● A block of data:
++++++++++
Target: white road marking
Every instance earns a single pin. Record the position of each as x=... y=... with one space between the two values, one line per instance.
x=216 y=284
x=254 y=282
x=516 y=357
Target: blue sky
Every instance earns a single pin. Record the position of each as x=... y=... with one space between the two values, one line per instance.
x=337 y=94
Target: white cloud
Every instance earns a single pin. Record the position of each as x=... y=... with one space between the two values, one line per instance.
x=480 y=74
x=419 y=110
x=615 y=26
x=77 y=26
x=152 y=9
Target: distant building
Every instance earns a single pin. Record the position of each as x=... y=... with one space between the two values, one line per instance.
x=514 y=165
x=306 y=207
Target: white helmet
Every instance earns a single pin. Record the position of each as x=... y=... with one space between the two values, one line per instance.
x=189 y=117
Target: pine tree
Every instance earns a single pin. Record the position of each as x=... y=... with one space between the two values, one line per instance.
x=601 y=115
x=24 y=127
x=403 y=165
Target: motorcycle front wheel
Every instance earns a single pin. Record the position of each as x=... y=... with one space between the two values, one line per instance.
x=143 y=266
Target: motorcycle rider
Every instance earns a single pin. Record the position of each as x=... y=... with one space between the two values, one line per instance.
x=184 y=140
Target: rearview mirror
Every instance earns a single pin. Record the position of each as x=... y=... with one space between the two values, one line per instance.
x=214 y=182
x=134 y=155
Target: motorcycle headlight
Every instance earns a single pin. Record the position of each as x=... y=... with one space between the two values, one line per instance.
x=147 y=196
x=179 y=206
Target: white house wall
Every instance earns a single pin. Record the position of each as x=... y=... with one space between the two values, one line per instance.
++++++++++
Arrange each line of the rows above as a Markdown table with the columns Number and Line text, skipping any blank lines.

| Number | Line text |
|---|---|
| 1 | Target: white road marking |
| 2 | Every instance earns a single pin. Record the position of each as x=... y=... with one space between the two values, one line per instance. |
| 3 | x=216 y=284 |
| 4 | x=254 y=282 |
| 5 | x=516 y=357 |
| 6 | Target: blue sky |
| 7 | Every instance earns a single pin. Record the position of each as x=... y=... with one space between the two values, one line per instance. |
| 8 | x=337 y=94 |
| 9 | Target: white cloud |
| 10 | Every instance earns a single pin. Record the position of each as x=... y=... with one space between the two values, one line per instance. |
| 11 | x=480 y=74 |
| 12 | x=419 y=110 |
| 13 | x=615 y=26 |
| 14 | x=77 y=26 |
| 15 | x=152 y=9 |
| 16 | Target: distant building |
| 17 | Every instance earns a single pin. Record the position of each as x=... y=... with one space between the two values, one line per instance. |
| 18 | x=514 y=165 |
| 19 | x=306 y=207 |
| 20 | Target: white helmet |
| 21 | Every instance earns a single pin. Record the position of each as x=... y=... with one space between the two values, one line per instance. |
| 22 | x=189 y=117 |
| 23 | Target: pine tree |
| 24 | Every instance earns a single pin. Record the position of each as x=... y=... with one space between the two values, one line per instance. |
| 25 | x=601 y=115 |
| 26 | x=24 y=127 |
| 27 | x=403 y=165 |
| 28 | Target: motorcycle front wheel |
| 29 | Every instance earns a single pin. Record the position of each as x=... y=... with one space between the two values, one line per instance. |
| 30 | x=143 y=266 |
| 31 | Target: motorcycle rider |
| 32 | Every instance earns a single pin. Record the position of each as x=... y=... with one space between the two values, one line per instance. |
| 33 | x=184 y=140 |
| 34 | Target: rearview mirror |
| 35 | Every instance earns a single pin. Record the position of each as x=... y=... with one space between the two values, one line per instance. |
| 36 | x=214 y=182 |
| 37 | x=134 y=155 |
| 38 | Target: motorcycle headlight |
| 39 | Every instance earns a single pin. Record the position of each as x=... y=... with one space between the two values, one line per instance. |
| 40 | x=147 y=196 |
| 41 | x=179 y=206 |
| 42 | Target: white house wall |
| 43 | Every instance earns a single pin. Record the position of each as x=... y=... with one space between the two values, one line per instance. |